### DOCUMENTO ###

Quando você olha para a tela do seu computador, ou para a tela do seu telefone ou da sua TV, é um display de cristal líquido (LCD). Um componente importante da tela de LCD é o índio, um elemento metálico raro que é processado com zinco concentrado.

As duas maiores fontes de índio podem ser encontradas no leste do Canadá e na Bolívia (Malku Khota). Os depósitos do Canadá têm o potencial de produzir 38.5 toneladas de índio por ano, enquanto as minas da Bolívia seriam capazes de produzir 80 toneladas por ano.

A Corporação Sulamericana de Prata do Canadá – agora TriMetals Mining – assinou uma concessão para explorar e, eventualmente, minerar Malku Khota. O trabalho começou em 2003, dois anos antes de Evo Morales e o Movimento Pelo Socialismo (MAS) ganharem sua primeira eleição presidencial na Bolívia. A corporação conduziu diversos estudos na região e todos apontaram depósitos substanciais que fariam da firma um dos maiores jogadores na indústria da mineração.

Um estudo feito por Allan Armitage e outros para a corporação, e entregue em 2011, mostrou que a mina de Malku Khota produziria quantidades substanciais de prata, índio, zinco, cobre, chumbo e gálio. “O índio e o gálio”, o estudo notou, “são tidos como metais estratégicos que dão ao projeto um futuro vantajoso em potencial”. O gálio é usado para termômetros e barômetros, bem como no setor de testes da indústria farmacêutica. Esses minerais podem gerar tesouros.

###

→ **OBJETIVO**:
Transcreva na íntegra, sem qualquer alteração, o texto sobre o índio e a mina de Malku Khota. As linhas abaixo não têm relação com o texto.

### REGISTROS ###

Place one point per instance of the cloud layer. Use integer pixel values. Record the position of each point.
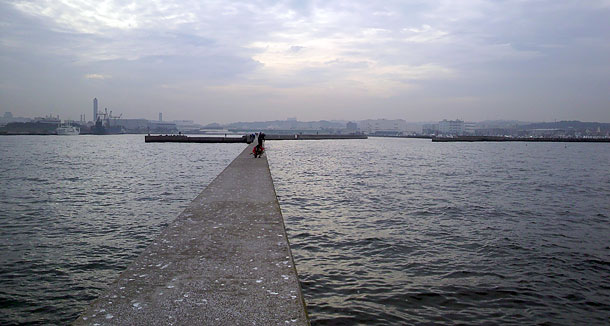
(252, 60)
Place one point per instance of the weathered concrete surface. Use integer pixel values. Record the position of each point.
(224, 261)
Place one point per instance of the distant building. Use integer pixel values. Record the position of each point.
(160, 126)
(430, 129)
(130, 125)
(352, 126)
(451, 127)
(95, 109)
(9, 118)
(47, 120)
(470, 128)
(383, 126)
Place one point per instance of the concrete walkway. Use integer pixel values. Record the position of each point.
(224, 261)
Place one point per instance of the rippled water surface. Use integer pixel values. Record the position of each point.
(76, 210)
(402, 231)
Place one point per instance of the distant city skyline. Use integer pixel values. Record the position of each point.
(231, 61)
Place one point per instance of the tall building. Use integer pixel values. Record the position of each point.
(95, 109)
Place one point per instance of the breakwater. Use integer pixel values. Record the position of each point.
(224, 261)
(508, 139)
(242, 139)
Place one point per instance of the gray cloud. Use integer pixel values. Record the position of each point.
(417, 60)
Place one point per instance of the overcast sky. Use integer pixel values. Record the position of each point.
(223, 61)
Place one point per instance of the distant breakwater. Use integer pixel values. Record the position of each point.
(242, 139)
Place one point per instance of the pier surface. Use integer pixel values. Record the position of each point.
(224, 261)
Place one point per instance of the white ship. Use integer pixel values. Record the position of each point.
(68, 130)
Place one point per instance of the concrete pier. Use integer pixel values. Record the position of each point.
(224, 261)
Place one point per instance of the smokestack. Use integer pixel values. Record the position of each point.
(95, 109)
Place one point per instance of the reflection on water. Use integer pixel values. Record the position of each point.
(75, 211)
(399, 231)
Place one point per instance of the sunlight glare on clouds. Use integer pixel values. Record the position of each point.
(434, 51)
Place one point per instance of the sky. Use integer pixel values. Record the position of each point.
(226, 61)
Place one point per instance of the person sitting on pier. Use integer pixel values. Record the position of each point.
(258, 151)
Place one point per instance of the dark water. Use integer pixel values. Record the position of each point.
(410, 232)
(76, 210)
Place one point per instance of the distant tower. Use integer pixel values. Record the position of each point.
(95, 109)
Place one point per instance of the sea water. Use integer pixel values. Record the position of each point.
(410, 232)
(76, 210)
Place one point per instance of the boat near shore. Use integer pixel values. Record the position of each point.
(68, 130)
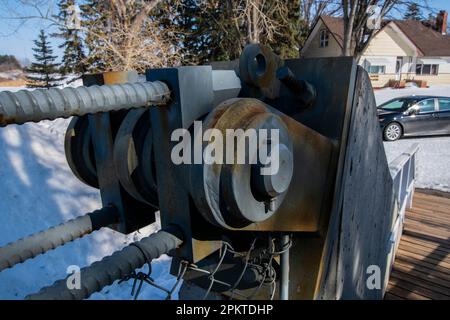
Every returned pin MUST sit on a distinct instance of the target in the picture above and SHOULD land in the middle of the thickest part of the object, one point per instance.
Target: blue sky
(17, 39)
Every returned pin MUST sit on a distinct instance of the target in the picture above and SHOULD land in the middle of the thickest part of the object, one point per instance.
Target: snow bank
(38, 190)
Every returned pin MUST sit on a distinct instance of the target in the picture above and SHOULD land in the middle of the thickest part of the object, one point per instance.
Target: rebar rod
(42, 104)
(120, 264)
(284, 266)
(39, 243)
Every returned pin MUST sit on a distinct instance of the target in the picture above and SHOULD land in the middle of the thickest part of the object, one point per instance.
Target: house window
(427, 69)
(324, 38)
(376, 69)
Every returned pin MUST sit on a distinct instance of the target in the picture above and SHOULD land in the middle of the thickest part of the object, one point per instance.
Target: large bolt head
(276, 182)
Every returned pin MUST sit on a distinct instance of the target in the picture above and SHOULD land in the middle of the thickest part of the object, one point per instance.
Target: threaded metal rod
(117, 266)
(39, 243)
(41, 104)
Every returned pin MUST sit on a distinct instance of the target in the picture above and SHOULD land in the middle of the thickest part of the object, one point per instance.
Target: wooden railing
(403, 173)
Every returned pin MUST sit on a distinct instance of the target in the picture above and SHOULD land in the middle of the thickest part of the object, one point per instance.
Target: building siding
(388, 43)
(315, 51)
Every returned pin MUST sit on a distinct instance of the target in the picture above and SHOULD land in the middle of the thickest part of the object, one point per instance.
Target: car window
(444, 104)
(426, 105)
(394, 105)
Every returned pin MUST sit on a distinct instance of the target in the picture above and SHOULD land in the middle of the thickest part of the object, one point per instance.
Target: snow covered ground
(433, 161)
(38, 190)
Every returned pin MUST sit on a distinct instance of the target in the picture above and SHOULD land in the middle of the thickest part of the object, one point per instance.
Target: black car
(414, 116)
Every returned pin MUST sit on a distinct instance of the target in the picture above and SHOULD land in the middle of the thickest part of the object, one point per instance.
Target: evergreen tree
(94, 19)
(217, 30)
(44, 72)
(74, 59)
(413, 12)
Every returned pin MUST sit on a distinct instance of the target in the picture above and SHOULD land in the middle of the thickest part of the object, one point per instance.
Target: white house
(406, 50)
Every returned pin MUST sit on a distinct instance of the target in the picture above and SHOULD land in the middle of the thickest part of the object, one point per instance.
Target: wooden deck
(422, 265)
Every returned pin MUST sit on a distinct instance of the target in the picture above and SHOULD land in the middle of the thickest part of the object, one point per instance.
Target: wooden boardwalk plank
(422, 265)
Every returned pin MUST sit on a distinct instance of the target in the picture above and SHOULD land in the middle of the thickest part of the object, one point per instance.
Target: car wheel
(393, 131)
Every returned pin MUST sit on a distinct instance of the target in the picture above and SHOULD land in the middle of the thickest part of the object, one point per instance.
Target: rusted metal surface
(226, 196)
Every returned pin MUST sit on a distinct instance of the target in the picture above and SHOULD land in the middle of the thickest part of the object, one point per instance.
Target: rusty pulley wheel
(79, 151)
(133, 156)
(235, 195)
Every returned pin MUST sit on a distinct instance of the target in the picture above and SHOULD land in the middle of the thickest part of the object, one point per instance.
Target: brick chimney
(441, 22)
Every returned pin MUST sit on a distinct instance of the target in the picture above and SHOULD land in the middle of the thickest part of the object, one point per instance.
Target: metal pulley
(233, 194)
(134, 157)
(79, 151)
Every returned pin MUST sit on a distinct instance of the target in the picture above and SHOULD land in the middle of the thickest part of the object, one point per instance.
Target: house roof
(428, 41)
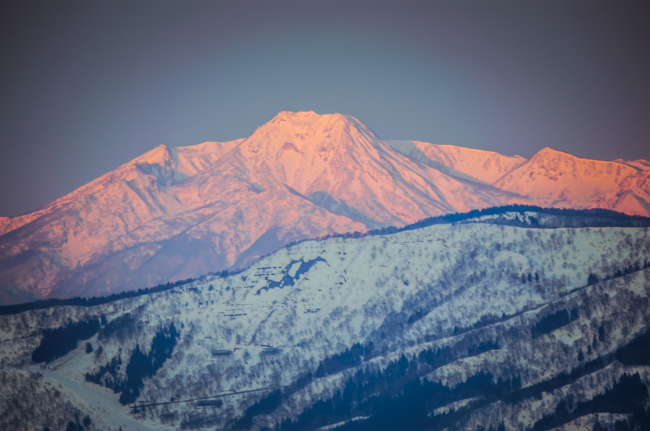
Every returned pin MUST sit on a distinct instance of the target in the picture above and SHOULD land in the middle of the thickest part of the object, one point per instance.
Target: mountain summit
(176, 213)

###

→ **RESOLUÇÃO**:
Quando você olha para a tela do seu computador, ou para a tela do seu telefone ou da sua TV, é um display de cristal líquido (LCD). Um componente importante da tela de LCD é o índio, um elemento metálico raro que é processado com zinco concentrado.

As duas maiores fontes de índio podem ser encontradas no leste do Canadá e na Bolívia (Malku Khota). Os depósitos do Canadá têm o potencial de produzir 38.5 toneladas de índio por ano, enquanto as minas da Bolívia seriam capazes de produzir 80 toneladas por ano.

A Corporação Sulamericana de Prata do Canadá – agora TriMetals Mining – assinou uma concessão para explorar e, eventualmente, minerar Malku Khota. O trabalho começou em 2003, dois anos antes de Evo Morales e o Movimento Pelo Socialismo (MAS) ganharem sua primeira eleição presidencial na Bolívia. A corporação conduziu diversos estudos na região e todos apontaram depósitos substanciais que fariam da firma um dos maiores jogadores na indústria da mineração.

Um estudo feito por Allan Armitage e outros para a corporação, e entregue em 2011, mostrou que a mina de Malku Khota produziria quantidades substanciais de prata, índio, zinco, cobre, chumbo e gálio. “O índio e o gálio”, o estudo notou, “são tidos como metais estratégicos que dão ao projeto um futuro vantajoso em potencial”. O gálio é usado para termômetros e barômetros, bem como no setor de testes da indústria farmacêutica. Esses minerais podem gerar tesouros.